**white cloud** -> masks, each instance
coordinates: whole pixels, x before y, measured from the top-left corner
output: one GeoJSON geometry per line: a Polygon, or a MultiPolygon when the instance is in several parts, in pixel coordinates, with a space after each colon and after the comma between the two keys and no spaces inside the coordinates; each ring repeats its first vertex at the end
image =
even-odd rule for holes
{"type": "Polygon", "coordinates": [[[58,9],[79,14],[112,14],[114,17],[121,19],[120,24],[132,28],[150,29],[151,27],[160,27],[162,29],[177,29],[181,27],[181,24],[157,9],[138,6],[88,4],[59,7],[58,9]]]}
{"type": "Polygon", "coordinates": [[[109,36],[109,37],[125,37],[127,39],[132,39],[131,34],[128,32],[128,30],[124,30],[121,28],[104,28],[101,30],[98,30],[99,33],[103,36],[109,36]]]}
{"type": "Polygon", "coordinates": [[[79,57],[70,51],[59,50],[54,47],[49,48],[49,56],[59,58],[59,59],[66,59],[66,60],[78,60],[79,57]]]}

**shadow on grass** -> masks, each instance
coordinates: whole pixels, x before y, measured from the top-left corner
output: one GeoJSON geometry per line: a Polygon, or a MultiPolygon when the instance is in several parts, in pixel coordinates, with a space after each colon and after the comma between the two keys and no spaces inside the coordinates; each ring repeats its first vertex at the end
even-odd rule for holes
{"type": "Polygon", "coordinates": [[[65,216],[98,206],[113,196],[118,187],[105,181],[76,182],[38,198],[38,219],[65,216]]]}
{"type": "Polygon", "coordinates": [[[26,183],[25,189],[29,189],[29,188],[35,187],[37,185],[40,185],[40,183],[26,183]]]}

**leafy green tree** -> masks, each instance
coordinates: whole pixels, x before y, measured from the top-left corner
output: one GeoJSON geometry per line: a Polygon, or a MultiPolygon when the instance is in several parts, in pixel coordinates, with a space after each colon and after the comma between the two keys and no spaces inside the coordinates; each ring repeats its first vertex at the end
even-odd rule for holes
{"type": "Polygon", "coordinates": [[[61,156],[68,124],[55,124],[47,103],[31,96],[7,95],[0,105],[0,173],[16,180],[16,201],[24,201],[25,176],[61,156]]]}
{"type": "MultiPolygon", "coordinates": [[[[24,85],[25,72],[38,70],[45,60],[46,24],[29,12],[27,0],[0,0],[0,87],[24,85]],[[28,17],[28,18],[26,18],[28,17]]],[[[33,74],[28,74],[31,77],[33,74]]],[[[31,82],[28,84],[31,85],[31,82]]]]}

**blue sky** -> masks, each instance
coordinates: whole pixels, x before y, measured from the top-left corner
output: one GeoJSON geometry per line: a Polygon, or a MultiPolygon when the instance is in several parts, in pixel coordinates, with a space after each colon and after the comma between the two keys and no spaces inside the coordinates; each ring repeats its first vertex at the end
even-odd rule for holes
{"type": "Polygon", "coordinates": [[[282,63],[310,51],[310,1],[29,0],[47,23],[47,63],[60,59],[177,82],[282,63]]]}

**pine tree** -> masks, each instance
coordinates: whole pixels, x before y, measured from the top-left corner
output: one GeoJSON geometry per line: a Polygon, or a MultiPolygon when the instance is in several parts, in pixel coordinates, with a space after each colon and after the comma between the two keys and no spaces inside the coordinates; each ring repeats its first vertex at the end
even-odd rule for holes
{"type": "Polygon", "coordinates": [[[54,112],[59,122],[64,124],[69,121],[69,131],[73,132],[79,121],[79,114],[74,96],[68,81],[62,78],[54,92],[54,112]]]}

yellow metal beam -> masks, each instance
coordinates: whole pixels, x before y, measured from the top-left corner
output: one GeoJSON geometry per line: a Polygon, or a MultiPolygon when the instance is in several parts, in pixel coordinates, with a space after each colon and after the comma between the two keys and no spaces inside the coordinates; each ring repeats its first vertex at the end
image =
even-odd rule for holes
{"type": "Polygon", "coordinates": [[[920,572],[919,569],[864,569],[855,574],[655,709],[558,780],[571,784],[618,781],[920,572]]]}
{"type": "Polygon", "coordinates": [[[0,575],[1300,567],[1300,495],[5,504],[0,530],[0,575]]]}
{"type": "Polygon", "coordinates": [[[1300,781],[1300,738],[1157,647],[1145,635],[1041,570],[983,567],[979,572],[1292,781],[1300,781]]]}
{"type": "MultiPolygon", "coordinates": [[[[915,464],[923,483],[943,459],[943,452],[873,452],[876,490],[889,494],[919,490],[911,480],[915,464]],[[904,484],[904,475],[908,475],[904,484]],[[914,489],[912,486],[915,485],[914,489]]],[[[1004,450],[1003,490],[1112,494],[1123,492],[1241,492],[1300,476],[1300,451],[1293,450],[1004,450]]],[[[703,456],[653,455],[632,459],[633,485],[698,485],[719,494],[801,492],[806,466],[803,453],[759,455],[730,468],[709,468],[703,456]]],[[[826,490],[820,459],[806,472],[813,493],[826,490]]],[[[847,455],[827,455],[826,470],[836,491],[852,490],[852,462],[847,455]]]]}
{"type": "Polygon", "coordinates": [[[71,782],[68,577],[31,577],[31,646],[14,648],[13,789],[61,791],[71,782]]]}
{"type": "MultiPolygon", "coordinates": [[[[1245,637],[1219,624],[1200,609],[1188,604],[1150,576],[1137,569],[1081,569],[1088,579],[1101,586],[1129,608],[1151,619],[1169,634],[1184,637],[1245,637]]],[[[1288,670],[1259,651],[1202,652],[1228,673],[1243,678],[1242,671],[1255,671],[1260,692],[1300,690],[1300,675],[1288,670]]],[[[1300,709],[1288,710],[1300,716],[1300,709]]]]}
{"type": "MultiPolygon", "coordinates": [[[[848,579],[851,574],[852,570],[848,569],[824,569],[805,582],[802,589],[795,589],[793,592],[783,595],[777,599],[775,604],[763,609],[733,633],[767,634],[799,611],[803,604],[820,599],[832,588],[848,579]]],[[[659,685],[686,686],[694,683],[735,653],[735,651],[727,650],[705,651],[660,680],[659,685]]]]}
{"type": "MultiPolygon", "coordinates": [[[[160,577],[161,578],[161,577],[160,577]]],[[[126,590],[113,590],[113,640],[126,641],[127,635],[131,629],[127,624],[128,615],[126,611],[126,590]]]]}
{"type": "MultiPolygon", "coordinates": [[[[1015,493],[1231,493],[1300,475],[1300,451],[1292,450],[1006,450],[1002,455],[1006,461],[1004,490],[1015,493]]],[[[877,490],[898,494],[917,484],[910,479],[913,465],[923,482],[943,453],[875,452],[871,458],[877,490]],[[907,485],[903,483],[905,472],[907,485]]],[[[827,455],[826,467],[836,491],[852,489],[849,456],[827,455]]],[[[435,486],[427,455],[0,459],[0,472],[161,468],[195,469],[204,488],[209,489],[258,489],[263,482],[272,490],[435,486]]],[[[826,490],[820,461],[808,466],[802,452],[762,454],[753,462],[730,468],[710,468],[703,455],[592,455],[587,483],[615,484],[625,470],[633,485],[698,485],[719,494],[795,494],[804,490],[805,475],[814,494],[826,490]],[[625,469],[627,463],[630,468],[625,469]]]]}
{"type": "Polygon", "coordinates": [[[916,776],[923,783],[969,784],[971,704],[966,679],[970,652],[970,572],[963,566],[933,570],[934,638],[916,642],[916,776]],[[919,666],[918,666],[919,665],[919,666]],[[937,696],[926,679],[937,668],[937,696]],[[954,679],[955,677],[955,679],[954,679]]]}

--------

Assignment: Check each line of the listing for "masks". Show those that have it.

Answer for the task:
**white cloud** -> masks, each instance
**shadow on grass** -> masks, each instance
**leafy green tree** -> masks, each instance
**blue sky** -> masks, each instance
**pine tree** -> masks, each instance
yellow metal beam -> masks, each instance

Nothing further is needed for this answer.